» Aim of the exercise
Extract every line of the records below that contains the string "shirt", and list those lines as they appear.

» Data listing

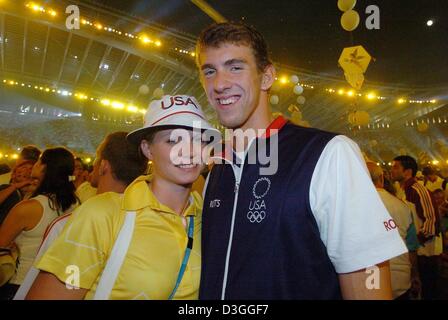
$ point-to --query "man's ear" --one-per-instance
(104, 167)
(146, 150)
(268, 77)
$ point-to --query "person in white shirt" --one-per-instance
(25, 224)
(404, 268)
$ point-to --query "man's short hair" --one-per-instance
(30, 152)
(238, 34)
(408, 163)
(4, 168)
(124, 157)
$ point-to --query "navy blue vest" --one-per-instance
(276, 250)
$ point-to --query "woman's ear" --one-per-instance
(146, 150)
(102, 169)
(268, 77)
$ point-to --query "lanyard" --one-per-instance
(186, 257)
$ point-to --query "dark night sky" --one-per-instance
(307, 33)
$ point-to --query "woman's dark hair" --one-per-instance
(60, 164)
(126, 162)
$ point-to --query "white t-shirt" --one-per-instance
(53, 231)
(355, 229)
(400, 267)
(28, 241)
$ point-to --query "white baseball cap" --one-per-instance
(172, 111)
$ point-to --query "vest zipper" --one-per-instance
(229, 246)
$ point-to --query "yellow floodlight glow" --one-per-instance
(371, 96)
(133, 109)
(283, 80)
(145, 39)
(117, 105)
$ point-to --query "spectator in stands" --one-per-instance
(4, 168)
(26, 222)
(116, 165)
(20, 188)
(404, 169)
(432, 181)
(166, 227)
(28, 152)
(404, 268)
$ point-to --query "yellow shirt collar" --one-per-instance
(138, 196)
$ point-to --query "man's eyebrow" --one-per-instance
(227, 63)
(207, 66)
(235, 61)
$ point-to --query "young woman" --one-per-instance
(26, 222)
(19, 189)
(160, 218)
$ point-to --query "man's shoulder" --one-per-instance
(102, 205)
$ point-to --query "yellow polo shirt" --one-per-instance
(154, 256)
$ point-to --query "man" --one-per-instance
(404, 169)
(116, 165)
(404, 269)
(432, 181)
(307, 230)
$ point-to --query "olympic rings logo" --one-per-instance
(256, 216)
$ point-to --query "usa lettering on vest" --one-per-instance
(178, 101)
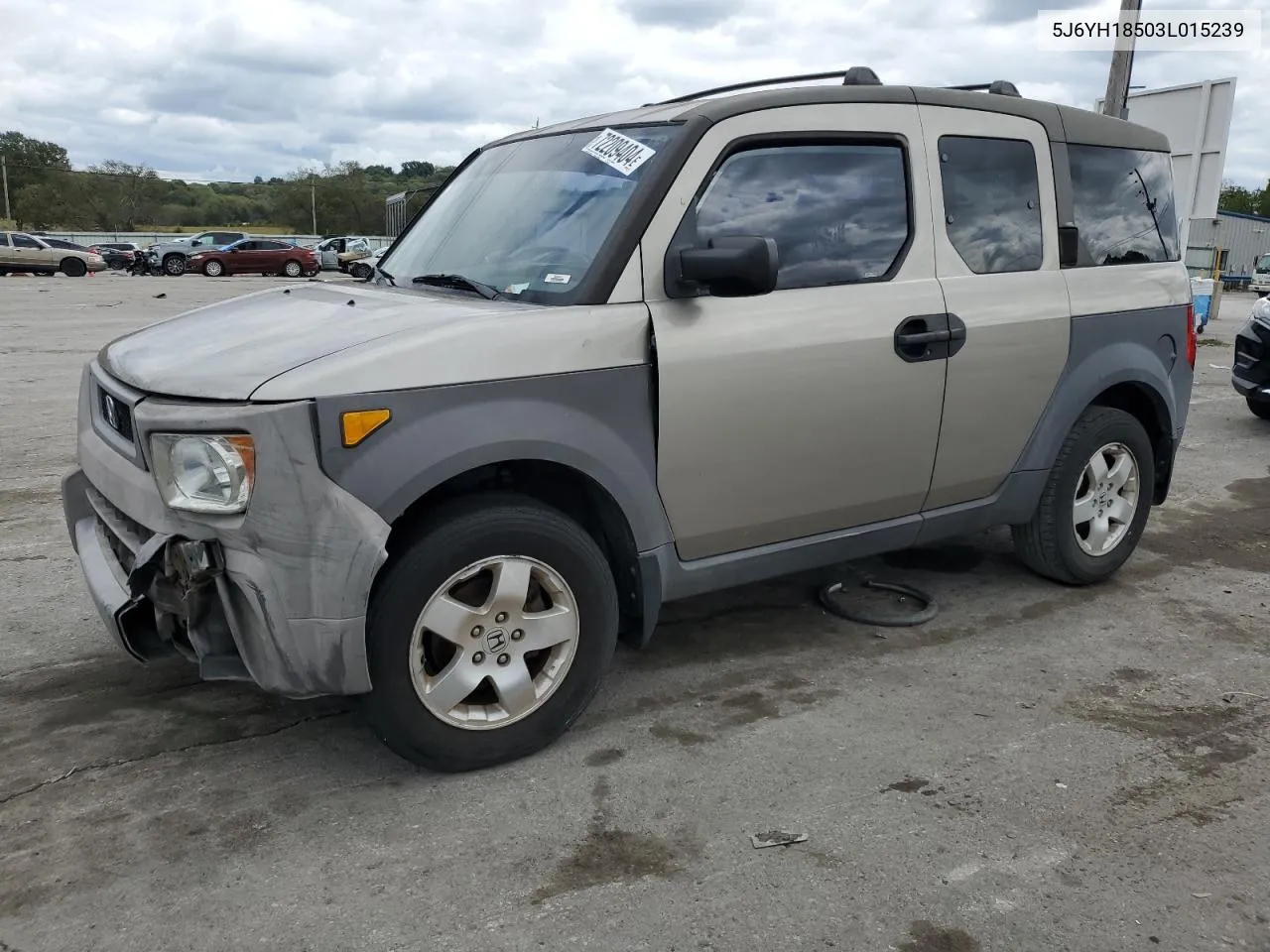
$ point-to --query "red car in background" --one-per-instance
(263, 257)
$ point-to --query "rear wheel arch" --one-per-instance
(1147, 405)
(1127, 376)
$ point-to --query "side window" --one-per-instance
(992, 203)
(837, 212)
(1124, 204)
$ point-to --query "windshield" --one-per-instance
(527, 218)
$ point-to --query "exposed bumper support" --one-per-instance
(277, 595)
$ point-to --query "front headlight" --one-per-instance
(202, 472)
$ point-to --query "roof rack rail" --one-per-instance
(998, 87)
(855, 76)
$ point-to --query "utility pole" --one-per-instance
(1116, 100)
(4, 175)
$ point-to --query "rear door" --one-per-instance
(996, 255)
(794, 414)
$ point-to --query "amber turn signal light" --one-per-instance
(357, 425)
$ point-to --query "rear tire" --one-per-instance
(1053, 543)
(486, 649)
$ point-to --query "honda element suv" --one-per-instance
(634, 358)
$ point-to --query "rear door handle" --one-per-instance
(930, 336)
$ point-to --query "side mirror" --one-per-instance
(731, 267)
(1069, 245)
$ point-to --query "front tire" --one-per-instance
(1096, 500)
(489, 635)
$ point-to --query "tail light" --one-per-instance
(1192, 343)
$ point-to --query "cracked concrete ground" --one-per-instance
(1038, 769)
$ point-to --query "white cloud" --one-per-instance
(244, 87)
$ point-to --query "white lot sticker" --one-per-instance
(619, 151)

» Expected output
$ point-to --query "person in white shirt" --one-per-instance
$ point-to --query "white t-shirt" --one-per-instance
$ point-to --query "yellow shirt collar" --one-per-instance
$ point-to --query "yellow polo shirt" --one-per-instance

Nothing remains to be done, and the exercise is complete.